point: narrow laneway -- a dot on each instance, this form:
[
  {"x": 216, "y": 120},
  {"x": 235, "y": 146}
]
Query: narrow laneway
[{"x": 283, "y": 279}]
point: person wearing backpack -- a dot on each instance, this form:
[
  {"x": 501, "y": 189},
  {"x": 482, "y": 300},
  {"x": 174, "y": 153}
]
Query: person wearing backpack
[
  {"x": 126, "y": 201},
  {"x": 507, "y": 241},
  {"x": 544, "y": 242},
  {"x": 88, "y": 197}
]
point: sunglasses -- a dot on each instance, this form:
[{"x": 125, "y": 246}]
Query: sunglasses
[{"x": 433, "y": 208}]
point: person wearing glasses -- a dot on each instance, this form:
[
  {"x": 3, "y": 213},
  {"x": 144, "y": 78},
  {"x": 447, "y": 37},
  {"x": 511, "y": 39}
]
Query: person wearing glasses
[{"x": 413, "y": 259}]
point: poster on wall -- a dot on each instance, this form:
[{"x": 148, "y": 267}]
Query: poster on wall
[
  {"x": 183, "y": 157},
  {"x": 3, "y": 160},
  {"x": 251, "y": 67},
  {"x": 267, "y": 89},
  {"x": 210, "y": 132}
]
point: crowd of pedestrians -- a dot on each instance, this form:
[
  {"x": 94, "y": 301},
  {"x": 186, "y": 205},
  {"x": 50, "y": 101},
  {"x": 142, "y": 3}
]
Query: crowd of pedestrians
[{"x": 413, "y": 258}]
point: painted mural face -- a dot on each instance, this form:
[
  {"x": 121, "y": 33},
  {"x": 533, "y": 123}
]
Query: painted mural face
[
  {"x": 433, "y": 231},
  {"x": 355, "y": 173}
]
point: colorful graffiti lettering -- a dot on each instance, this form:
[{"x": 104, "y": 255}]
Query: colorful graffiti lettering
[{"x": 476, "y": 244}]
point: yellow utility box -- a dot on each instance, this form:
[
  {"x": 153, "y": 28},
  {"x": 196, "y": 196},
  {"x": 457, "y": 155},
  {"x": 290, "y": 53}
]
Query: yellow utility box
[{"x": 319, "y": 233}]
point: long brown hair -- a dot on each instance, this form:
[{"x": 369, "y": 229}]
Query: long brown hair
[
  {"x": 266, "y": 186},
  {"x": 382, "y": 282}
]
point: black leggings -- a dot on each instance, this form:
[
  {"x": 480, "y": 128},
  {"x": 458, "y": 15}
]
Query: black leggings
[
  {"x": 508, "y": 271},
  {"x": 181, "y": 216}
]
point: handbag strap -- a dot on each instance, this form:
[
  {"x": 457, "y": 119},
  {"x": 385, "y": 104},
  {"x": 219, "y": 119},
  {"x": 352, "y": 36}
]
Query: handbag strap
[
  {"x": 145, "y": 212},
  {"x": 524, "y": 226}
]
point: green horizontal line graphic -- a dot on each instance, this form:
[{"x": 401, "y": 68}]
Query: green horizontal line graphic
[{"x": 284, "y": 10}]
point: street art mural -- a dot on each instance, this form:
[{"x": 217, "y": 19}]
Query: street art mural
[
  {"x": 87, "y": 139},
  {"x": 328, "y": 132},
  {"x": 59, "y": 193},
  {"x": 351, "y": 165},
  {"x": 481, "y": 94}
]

==

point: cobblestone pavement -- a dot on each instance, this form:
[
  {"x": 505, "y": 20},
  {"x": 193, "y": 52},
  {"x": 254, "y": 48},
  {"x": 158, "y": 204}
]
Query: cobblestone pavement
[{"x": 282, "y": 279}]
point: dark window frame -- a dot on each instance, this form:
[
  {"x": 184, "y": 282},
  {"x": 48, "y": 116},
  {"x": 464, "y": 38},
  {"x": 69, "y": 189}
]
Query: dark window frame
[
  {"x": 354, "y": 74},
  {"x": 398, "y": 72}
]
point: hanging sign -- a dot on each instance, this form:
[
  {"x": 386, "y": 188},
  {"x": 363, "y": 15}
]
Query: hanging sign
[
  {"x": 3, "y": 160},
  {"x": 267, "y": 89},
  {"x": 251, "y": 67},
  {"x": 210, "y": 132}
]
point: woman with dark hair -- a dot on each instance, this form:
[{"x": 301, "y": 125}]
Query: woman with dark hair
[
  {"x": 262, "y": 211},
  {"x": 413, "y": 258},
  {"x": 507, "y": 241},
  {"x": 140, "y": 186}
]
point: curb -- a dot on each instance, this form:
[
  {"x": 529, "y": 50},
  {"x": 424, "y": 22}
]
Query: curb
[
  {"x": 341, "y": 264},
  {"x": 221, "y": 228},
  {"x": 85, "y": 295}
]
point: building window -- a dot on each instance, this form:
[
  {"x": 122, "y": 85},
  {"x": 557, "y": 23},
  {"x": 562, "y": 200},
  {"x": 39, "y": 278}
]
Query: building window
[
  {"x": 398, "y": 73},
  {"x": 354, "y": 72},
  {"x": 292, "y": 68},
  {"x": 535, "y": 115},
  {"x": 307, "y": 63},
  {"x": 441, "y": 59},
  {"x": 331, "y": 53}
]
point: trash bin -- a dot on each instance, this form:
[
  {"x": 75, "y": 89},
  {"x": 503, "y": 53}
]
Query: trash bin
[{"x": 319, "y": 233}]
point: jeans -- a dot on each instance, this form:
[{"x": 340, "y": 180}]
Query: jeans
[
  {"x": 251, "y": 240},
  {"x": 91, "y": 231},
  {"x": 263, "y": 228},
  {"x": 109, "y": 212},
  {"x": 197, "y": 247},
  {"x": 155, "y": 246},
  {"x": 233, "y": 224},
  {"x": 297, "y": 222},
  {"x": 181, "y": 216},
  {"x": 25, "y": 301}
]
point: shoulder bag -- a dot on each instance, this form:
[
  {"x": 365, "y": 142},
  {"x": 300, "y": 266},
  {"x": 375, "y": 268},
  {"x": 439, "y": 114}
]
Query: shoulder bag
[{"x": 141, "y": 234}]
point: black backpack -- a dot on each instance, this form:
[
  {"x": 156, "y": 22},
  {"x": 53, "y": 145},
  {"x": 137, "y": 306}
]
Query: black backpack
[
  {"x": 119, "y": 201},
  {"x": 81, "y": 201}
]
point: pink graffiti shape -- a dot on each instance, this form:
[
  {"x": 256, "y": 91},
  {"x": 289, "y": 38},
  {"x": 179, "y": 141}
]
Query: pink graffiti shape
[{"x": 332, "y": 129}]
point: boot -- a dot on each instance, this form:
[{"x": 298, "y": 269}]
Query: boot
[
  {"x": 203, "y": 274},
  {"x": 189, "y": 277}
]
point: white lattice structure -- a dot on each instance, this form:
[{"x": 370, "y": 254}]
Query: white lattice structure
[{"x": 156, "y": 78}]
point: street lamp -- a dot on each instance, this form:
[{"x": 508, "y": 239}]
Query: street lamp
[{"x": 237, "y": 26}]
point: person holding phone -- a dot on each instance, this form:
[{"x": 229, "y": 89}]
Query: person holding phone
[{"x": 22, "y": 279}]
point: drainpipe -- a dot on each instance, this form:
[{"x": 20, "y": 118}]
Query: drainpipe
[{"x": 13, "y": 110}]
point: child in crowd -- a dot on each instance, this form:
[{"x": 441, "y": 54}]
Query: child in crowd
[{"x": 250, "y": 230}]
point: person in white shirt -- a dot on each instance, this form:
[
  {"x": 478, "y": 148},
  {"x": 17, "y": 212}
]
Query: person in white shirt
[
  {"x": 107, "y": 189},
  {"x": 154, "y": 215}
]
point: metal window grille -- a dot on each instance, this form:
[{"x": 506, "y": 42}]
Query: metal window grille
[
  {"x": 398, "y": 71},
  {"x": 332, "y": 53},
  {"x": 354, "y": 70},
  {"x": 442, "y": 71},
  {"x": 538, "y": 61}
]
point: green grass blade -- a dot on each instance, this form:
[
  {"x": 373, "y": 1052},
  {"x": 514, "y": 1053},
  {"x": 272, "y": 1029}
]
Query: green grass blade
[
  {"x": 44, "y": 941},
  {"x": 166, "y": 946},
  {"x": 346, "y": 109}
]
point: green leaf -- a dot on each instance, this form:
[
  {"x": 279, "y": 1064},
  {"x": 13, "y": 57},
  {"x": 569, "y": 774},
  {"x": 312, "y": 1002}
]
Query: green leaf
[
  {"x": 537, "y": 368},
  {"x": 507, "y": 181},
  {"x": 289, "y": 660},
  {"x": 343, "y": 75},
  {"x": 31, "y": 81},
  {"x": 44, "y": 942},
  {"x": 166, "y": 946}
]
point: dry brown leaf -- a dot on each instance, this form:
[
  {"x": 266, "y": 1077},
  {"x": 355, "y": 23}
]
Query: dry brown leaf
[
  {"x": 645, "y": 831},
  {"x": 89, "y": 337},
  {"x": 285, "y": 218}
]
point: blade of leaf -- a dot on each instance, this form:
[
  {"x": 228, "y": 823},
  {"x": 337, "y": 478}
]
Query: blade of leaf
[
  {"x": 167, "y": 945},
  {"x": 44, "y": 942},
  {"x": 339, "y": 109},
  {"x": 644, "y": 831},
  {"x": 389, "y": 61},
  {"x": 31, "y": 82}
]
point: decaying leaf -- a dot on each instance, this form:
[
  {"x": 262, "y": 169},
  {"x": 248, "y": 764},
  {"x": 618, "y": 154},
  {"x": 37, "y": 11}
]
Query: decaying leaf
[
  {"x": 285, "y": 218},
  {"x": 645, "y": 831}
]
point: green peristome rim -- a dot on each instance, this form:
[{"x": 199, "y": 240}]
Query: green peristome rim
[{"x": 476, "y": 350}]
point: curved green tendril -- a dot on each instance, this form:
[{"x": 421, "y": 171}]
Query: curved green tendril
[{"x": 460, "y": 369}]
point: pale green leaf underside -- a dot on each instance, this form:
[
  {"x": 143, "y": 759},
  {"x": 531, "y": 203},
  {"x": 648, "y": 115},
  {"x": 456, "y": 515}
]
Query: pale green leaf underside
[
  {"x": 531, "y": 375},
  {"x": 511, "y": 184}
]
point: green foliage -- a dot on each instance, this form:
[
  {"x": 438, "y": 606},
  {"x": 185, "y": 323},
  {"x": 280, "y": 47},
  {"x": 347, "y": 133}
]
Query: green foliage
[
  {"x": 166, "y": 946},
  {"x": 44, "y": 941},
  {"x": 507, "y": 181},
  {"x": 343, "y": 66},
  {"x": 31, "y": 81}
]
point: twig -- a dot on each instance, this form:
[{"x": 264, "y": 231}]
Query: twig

What the exercise asks
Please count the lines of the records above that contain the string "frame", treating case as significant, and give only that number.

Worked solution
2